[Problem to work on]: When a line of the entries contains the word "detect", report that line.

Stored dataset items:

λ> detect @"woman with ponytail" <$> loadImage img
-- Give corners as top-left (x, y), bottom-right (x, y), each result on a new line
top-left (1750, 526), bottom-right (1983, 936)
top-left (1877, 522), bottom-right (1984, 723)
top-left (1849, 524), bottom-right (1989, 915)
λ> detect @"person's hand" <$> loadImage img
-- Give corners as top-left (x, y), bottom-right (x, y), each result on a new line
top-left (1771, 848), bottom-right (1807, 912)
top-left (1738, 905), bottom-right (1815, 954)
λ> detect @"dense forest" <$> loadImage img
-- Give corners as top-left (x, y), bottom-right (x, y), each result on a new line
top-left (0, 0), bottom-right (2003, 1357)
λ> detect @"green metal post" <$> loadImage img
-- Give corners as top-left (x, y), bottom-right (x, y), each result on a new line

[Result for this exercise]:
λ> detect @"woman with ponytail" <$> loadImage img
λ> detect @"person's hand" <$> loadImage img
λ> detect @"dense forest" <$> loadImage img
λ> detect @"green metal post" <$> loadImage img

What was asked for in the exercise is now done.